- **THE EXERCISE**
Reproduce the records from the first line through the line that contains "(1198, 483)", requests included, and add 65 to every number in the answer coordinates. Leave the rest of each line as it is.

- **DATA SHOWN**
++++++
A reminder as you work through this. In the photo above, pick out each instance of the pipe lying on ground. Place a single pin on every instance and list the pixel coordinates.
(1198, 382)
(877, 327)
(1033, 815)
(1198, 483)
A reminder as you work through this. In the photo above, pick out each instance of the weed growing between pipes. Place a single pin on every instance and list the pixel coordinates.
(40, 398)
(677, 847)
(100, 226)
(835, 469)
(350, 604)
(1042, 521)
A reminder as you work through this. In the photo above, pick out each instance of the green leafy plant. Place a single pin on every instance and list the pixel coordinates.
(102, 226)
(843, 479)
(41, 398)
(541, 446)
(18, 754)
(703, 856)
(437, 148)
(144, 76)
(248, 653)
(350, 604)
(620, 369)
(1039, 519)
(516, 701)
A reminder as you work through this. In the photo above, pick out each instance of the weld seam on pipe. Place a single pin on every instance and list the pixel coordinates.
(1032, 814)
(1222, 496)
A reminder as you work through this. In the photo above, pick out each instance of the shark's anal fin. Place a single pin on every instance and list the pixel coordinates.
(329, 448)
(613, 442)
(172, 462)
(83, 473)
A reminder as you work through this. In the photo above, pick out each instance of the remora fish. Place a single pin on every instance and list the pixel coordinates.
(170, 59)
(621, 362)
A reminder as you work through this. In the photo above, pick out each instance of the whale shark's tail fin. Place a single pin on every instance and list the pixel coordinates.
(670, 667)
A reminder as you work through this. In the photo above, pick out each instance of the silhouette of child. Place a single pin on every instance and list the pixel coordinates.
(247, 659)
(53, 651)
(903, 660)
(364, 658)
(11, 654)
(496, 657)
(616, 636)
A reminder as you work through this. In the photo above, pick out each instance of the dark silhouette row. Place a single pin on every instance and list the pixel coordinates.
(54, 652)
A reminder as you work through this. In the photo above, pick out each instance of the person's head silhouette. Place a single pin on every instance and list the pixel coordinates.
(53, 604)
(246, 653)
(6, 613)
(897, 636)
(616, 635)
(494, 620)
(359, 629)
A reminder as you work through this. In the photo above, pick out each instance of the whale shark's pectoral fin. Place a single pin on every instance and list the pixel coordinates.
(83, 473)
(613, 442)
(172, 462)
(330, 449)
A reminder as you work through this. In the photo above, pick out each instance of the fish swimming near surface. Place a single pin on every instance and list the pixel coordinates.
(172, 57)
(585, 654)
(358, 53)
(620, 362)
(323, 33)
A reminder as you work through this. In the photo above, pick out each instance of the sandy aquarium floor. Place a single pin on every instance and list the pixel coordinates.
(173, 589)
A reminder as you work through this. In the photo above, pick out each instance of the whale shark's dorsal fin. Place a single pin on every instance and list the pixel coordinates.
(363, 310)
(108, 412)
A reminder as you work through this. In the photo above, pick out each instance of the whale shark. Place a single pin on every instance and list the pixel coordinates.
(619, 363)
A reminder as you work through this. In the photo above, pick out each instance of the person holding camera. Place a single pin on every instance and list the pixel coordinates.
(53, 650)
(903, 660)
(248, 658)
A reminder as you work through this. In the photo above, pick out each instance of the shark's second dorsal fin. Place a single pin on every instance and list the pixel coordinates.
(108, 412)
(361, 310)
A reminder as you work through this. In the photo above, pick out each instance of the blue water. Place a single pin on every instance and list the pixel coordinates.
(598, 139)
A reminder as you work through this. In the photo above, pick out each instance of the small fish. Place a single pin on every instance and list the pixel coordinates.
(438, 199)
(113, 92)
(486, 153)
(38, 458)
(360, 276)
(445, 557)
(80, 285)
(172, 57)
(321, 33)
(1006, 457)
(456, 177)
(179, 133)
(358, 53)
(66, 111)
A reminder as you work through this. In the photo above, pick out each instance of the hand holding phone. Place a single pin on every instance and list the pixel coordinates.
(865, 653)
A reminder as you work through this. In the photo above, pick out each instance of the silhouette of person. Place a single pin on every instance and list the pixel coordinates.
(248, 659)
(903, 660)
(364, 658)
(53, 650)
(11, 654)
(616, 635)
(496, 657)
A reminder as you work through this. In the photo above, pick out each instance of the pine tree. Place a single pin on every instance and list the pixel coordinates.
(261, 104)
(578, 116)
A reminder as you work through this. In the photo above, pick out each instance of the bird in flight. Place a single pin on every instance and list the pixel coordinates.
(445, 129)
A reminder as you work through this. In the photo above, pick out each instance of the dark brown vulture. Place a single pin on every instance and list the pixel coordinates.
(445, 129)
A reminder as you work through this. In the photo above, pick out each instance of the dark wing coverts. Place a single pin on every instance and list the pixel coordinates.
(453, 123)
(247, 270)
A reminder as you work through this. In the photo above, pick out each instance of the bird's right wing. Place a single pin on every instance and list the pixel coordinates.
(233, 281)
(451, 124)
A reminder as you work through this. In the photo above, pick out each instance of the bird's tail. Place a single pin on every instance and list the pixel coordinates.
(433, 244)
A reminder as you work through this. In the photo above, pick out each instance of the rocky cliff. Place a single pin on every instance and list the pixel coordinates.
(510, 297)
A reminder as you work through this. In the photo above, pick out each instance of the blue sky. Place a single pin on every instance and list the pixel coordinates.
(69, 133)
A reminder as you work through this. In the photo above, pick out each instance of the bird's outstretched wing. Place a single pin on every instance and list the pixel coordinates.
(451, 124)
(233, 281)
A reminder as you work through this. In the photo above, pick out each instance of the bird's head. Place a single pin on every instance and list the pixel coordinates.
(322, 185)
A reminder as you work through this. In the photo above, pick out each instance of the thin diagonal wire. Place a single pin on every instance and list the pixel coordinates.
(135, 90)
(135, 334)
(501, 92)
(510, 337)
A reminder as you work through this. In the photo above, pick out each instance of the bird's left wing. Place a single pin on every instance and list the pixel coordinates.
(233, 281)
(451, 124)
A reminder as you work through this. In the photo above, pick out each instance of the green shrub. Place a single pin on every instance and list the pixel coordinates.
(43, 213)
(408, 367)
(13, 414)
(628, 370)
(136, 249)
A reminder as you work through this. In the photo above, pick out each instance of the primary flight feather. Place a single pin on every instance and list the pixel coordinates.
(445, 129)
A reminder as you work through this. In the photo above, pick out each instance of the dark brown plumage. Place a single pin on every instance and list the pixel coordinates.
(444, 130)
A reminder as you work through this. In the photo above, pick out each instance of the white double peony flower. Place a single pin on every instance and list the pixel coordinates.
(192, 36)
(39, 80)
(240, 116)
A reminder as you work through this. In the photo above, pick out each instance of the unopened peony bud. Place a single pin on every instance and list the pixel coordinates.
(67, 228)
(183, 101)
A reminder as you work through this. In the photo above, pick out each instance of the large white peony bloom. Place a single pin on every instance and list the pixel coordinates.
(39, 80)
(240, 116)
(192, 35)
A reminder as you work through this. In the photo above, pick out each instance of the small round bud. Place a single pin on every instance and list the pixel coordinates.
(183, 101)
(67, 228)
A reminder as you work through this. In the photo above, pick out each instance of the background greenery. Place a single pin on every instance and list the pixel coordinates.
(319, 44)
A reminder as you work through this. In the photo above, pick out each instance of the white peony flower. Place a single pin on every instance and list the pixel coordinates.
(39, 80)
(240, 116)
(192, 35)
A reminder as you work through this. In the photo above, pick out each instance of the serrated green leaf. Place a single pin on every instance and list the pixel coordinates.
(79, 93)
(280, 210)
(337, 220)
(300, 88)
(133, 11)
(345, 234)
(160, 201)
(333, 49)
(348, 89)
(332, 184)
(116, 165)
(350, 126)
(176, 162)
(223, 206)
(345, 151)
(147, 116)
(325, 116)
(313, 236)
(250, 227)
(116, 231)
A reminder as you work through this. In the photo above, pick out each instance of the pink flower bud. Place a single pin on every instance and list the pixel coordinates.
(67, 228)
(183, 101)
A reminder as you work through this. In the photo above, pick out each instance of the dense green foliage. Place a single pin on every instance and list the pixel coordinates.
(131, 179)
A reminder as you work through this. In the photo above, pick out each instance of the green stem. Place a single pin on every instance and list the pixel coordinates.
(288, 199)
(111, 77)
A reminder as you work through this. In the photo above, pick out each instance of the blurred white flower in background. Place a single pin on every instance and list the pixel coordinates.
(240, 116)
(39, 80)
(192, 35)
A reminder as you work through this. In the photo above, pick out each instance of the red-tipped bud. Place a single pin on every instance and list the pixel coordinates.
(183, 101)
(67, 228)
++++++
- **SOLUTION**
A reminder as you work through this. In the photo above, pick out each instance of the pipe lying on ground. Place a single pin on every instance and list the pixel coordinates.
(1263, 447)
(942, 392)
(1098, 880)
(1263, 548)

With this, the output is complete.